TASK STATEMENT - Starting with the line that contains "Target: yellow plastic chair" and going on through the end of the data, write out those lines again, and only those, keeping the request lines. Scale every coordinate in the answers by 1.9, rounding each result to a whole number with halves rounded up.
Start of DATA ROWS
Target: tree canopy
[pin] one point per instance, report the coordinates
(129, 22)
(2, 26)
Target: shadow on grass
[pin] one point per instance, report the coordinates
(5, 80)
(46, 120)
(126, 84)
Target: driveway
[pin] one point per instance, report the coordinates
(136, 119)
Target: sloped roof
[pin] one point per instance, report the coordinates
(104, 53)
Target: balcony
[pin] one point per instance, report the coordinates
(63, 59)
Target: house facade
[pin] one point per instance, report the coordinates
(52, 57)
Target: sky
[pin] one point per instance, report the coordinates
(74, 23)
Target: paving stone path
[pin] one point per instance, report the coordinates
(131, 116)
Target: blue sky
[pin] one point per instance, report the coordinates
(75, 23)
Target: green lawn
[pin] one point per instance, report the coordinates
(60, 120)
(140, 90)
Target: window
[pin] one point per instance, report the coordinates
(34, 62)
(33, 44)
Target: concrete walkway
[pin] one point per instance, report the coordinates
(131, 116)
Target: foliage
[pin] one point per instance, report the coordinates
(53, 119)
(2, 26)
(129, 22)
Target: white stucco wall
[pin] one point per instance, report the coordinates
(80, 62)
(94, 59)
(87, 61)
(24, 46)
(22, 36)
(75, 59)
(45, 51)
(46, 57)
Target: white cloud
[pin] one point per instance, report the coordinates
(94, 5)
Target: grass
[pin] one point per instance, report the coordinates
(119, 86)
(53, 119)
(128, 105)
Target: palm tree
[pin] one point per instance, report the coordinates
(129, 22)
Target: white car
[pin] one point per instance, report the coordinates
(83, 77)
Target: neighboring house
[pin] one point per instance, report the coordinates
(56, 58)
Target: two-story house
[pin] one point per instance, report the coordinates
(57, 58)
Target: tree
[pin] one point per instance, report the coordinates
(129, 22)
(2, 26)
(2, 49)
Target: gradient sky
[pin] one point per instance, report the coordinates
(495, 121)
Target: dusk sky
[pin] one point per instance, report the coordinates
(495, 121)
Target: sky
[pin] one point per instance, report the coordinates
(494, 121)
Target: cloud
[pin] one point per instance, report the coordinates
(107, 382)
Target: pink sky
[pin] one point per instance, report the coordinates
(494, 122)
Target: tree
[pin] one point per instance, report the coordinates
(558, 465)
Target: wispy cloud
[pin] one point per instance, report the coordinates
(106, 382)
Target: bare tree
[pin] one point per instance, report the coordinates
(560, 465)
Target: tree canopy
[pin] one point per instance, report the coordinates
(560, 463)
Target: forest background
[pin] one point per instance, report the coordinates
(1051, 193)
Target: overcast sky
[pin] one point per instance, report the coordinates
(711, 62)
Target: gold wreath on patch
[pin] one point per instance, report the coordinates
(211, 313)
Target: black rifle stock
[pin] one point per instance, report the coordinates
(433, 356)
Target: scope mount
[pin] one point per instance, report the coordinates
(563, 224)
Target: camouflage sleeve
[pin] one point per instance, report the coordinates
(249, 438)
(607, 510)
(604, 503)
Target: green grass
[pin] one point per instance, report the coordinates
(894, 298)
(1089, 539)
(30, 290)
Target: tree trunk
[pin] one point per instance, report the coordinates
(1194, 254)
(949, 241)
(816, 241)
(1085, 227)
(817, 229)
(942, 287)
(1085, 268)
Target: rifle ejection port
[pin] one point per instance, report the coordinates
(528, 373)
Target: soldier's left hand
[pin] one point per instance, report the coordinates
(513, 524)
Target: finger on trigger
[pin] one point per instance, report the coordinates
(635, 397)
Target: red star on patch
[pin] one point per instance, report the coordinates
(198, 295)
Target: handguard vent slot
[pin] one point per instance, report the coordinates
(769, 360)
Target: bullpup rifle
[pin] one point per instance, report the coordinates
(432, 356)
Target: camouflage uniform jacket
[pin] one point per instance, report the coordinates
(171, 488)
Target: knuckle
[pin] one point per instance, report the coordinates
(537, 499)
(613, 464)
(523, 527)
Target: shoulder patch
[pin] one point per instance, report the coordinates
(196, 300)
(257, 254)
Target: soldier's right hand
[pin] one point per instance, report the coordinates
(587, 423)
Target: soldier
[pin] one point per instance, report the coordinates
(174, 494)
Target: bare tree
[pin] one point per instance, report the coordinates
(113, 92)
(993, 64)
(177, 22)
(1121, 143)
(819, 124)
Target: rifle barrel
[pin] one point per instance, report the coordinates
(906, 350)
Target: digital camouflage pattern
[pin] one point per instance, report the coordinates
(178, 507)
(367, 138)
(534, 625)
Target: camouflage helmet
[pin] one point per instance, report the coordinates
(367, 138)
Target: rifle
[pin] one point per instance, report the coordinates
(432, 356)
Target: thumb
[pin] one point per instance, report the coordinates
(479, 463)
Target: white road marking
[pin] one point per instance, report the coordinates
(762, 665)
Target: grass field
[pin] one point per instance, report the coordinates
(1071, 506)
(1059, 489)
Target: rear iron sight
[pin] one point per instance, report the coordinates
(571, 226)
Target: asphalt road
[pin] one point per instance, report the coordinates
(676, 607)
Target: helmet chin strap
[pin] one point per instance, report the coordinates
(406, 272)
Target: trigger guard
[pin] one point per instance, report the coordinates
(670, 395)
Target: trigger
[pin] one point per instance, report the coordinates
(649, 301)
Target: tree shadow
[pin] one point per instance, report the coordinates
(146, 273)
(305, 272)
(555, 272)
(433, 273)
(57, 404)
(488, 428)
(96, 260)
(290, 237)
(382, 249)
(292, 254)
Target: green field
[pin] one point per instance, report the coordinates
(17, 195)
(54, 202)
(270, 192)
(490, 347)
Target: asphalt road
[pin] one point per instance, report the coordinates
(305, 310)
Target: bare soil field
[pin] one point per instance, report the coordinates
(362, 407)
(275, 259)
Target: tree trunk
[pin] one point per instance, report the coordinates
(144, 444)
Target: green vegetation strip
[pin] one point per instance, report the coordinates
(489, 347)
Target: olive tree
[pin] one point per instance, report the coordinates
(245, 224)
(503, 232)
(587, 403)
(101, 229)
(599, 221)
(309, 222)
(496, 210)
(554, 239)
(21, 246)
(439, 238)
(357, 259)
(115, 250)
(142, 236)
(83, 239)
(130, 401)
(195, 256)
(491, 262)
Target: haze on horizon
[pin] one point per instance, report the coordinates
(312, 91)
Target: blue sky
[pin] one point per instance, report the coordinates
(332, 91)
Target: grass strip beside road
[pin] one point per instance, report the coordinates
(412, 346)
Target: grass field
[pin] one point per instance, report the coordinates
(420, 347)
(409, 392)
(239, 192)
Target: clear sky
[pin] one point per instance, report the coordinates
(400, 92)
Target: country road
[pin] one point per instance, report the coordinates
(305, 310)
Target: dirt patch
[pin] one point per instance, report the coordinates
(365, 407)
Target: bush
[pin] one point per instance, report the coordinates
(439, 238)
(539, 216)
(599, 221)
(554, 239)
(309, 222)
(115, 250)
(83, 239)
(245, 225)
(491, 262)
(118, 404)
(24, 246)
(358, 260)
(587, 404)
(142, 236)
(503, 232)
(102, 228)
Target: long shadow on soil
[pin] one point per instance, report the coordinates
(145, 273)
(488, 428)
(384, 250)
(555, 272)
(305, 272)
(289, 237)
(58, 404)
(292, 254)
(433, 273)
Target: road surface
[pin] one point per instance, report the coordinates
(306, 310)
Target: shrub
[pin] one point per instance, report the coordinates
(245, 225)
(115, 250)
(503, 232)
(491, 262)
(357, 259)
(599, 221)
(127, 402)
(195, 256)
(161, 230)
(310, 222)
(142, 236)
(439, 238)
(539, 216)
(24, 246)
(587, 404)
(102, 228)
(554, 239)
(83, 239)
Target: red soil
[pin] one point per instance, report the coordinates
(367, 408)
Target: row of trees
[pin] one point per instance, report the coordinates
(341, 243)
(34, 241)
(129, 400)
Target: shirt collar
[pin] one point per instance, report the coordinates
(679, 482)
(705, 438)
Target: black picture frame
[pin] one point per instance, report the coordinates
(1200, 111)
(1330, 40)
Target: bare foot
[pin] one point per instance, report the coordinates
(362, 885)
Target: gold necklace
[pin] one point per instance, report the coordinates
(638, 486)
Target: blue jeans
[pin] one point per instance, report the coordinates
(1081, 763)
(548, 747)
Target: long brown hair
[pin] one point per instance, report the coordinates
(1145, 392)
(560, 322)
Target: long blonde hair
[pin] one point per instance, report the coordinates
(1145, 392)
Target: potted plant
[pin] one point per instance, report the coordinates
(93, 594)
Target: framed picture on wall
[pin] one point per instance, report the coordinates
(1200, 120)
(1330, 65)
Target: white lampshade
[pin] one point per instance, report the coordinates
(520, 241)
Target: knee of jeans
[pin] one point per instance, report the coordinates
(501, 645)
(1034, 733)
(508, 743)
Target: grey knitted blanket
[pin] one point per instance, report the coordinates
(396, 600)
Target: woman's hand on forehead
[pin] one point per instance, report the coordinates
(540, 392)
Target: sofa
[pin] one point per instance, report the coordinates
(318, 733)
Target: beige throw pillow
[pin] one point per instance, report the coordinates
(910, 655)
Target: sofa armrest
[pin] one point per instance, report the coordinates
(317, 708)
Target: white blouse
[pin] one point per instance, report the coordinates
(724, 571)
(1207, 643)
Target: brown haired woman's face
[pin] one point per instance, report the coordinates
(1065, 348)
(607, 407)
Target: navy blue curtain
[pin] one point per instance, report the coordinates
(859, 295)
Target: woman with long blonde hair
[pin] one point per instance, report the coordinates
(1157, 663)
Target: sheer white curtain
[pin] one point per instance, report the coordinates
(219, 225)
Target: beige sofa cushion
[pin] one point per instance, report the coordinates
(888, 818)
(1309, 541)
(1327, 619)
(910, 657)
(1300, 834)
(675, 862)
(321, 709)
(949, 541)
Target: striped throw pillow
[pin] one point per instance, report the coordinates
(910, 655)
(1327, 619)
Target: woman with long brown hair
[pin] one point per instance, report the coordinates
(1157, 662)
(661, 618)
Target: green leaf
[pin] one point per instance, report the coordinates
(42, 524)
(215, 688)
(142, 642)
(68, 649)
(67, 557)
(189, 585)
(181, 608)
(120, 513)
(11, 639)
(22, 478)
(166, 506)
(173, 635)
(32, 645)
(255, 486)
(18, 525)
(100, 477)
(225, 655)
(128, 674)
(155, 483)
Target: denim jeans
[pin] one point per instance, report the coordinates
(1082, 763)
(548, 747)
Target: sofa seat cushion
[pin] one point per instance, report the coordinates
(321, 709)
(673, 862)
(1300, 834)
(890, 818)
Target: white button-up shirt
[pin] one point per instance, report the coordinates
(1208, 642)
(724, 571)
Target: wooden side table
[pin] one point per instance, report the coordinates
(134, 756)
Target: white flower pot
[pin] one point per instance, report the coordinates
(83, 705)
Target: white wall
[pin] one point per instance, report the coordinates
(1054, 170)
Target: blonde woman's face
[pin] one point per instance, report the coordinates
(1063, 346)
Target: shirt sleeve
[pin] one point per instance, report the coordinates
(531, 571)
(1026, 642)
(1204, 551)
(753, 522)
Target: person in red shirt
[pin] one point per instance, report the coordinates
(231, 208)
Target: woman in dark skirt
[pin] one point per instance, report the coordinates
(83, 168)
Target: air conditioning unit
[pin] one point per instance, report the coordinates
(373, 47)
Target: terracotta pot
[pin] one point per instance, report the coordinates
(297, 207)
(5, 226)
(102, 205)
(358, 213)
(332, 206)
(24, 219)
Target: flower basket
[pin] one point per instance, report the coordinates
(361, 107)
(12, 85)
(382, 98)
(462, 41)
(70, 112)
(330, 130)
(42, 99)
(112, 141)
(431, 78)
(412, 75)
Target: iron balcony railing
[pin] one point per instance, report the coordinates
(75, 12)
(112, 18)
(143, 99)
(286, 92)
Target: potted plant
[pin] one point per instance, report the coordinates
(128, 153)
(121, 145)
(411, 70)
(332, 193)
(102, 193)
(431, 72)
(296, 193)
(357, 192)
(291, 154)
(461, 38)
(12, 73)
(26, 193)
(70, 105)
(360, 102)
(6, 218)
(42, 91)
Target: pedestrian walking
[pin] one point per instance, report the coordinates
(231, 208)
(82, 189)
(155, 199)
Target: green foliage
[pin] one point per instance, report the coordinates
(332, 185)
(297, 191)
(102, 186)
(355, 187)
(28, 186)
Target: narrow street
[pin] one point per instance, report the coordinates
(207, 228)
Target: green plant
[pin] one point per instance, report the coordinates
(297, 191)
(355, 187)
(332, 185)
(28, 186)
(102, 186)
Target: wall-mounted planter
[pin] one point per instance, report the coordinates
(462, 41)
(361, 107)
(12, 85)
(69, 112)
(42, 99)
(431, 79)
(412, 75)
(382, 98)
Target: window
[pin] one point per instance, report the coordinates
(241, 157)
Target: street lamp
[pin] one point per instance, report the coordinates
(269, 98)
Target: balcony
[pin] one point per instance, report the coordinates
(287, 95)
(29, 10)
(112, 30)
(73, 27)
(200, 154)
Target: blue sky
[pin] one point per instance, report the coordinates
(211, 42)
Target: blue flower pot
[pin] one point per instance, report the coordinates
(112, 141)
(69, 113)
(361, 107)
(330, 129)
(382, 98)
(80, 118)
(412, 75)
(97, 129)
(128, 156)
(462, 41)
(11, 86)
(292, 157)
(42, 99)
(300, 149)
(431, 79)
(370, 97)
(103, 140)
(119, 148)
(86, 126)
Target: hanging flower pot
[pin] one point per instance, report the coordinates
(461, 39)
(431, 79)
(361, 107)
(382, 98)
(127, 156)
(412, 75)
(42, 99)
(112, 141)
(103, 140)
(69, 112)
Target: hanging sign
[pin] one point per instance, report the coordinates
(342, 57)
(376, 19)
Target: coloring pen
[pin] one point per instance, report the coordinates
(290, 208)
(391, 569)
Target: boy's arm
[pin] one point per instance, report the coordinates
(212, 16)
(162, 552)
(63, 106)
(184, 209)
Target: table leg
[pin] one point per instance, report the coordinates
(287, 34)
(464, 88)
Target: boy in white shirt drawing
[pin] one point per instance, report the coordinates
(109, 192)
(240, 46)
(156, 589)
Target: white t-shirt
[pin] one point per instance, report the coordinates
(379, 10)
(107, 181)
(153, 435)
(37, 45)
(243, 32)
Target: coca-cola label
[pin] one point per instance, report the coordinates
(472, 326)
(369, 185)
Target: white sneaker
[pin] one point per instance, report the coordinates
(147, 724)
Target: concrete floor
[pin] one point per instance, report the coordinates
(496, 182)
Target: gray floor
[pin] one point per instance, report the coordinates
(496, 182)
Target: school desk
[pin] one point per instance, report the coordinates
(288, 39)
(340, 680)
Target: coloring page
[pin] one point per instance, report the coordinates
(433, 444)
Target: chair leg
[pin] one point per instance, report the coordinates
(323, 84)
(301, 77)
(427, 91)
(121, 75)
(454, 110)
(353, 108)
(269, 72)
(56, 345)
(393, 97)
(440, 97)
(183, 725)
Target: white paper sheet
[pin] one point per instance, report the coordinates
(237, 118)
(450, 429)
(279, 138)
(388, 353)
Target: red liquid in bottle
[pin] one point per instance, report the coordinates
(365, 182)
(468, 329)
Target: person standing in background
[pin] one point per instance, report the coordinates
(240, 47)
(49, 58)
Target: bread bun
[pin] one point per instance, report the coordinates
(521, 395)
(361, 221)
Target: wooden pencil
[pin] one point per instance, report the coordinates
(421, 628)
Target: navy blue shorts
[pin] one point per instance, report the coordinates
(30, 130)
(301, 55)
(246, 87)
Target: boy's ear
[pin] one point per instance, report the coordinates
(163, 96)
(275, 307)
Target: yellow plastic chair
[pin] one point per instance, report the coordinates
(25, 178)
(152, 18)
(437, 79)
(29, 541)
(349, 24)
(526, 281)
End of DATA ROWS
COMPLETE OUTPUT -
Target: yellow plastic chair
[pin] one point per instance, report the coordinates
(48, 338)
(289, 34)
(830, 150)
(55, 1028)
(663, 46)
(999, 534)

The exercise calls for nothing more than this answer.